**PROBLEM REQUIREMENTS**
Among the lines below, restate word for word only those from the line with "of the horizontal" through the line with "of the hazy", with both end lines kept.
:::::
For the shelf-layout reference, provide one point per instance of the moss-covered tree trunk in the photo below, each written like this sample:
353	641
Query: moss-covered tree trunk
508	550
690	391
:::::
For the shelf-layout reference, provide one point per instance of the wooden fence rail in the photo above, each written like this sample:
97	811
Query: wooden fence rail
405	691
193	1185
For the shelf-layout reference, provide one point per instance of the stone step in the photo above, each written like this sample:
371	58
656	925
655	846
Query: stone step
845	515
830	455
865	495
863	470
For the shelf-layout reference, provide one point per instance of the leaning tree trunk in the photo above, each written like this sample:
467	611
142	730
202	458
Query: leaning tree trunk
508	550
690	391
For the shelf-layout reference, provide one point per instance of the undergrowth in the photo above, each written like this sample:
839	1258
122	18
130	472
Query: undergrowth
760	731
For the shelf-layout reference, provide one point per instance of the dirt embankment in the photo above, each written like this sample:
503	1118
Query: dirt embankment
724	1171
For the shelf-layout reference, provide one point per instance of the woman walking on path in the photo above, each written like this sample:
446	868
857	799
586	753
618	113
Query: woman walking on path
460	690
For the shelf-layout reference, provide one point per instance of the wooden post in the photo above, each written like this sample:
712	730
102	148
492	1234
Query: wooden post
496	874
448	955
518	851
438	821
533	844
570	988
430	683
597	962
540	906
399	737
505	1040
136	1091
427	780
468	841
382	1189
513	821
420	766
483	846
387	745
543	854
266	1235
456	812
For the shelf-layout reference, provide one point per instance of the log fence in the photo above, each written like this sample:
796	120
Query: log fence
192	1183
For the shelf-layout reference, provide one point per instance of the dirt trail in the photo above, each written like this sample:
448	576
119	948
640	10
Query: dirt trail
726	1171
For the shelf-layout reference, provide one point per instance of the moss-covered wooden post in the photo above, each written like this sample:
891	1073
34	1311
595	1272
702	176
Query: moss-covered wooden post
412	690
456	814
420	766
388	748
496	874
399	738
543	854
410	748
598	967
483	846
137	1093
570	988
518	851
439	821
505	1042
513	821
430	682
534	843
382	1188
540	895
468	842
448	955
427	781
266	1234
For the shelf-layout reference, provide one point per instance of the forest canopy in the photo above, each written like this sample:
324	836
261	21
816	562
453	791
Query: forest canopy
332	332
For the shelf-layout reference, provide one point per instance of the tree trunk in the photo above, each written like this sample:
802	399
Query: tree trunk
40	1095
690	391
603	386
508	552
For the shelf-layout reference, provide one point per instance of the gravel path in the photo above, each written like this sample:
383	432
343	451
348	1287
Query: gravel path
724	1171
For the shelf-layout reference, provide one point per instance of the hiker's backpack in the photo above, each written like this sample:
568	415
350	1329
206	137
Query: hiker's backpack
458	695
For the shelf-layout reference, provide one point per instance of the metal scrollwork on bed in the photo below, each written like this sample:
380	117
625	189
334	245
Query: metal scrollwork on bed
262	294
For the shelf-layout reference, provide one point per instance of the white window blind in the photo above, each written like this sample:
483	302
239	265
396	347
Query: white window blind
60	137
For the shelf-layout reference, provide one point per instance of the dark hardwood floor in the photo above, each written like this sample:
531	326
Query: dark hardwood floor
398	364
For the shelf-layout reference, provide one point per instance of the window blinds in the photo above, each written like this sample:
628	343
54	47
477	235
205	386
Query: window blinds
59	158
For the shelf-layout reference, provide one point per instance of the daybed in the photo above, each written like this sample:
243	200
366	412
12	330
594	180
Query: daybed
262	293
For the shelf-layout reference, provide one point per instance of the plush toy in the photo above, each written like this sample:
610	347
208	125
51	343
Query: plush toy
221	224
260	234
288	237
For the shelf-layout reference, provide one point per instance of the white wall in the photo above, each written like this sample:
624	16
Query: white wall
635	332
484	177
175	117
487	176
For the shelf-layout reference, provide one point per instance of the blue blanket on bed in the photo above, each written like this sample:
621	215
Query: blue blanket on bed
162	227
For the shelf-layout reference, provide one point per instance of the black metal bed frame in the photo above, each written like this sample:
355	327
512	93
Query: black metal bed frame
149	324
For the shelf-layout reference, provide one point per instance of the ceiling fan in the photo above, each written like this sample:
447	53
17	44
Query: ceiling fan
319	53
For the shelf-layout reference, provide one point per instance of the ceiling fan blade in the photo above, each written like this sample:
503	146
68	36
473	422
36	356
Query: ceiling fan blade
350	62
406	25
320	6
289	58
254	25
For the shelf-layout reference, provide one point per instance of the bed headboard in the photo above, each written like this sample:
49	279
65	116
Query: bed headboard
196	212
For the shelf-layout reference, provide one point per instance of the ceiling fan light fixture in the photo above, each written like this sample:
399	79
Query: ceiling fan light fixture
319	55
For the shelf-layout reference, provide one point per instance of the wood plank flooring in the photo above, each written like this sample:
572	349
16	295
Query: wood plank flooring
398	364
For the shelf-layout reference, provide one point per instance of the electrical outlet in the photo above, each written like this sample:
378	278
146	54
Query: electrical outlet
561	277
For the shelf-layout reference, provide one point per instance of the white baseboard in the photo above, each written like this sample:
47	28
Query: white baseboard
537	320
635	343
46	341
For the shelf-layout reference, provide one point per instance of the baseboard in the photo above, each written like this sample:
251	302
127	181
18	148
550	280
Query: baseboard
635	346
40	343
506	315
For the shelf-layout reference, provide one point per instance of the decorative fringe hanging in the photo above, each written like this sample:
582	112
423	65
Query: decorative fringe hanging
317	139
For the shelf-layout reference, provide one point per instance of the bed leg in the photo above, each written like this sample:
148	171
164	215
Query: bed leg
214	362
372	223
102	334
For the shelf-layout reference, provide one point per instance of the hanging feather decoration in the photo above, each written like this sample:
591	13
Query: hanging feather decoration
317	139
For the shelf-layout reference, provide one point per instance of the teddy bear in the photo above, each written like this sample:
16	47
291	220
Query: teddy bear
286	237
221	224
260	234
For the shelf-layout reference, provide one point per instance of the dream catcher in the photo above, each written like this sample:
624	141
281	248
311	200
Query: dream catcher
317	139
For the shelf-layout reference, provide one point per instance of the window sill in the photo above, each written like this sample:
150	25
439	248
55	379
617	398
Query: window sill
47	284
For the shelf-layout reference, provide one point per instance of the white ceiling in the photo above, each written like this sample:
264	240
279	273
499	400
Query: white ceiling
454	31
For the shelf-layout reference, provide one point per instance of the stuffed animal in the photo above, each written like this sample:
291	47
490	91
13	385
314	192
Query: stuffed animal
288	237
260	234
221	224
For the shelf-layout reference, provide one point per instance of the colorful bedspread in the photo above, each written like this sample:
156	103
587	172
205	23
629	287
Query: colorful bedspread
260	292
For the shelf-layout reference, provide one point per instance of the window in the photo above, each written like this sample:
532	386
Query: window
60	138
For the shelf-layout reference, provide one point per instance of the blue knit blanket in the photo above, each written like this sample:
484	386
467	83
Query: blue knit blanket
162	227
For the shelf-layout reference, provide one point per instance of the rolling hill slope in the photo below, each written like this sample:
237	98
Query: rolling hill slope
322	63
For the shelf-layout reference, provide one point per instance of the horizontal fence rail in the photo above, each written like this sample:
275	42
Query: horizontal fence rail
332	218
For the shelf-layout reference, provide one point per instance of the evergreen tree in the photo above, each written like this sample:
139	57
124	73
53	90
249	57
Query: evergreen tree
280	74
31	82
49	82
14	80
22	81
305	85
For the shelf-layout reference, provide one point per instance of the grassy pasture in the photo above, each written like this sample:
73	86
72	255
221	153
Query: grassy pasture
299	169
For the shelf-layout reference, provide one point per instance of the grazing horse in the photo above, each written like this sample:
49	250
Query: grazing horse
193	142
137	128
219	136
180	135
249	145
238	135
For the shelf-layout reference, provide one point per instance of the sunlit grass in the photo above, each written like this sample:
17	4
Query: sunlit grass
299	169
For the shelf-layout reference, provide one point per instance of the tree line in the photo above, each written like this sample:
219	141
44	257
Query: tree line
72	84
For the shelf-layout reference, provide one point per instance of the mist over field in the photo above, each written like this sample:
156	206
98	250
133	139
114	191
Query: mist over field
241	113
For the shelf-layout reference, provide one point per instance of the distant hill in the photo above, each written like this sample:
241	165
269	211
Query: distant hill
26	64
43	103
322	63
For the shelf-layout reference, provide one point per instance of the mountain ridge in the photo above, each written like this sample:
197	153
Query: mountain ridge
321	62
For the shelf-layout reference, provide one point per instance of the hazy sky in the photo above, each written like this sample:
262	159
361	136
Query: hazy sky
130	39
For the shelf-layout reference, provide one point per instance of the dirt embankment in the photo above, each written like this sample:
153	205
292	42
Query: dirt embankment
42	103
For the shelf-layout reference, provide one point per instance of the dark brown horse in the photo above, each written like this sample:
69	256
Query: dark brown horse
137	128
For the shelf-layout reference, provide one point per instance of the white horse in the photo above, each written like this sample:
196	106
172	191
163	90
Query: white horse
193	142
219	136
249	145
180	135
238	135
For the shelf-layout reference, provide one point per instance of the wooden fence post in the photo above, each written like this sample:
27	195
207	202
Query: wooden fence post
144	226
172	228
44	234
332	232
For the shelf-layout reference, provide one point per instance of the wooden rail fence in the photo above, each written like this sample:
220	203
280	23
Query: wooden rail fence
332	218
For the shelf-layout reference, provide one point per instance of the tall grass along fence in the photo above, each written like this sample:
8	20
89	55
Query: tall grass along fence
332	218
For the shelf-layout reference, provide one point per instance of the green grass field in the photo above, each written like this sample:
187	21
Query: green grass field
:::::
**SOLUTION**
For the shelf-layout reference, provide one point per instance of the horizontal fence rail in the photo above, each written like this sample:
275	42
Query: horizontal fence rail
332	218
For the shelf-layout reference, provide one point per instance of the evergreen tree in the photo above, each written like this sample:
139	57
124	73
53	90
249	57
Query: evergreen tree
280	74
31	82
49	82
14	80
22	81
305	85
For the shelf-layout reference, provide one point per instance of the grassy pasture in the photo above, each written like this sample:
73	86
72	255
221	153
Query: grassy pasture
299	169
For the shelf-layout reference, provide one point per instance of the grazing horse in the photo above, each written like this sample:
49	250
Query: grazing horse
193	142
137	128
219	136
180	135
249	145
238	135
For the shelf-layout reference, provide one point per instance of the sunlit grass in the photo above, each written like this sample:
17	4
Query: sunlit grass
299	169
For the shelf-layout reference, provide one point per instance of the tree line in the photo above, each written like this sample:
219	141
44	257
Query: tree line
72	84
For the shelf-layout reference, provide one point per instance of the mist over field in the photo above, each written like this sample:
156	206
98	250
133	139
114	191
Query: mist over field
241	113
For the shelf-layout reference, provide one point per instance of the distant hill in the photo above, each written like this sample:
241	165
269	211
Query: distant hill
26	64
43	103
322	63
For the shelf-layout reference, provide one point per instance of the mountain ridge in the photo above, each written like this sample:
197	153
Query: mountain ridge
321	62
For the shelf-layout reference, provide one point per instance of the hazy sky in the photo above, each written like this sample:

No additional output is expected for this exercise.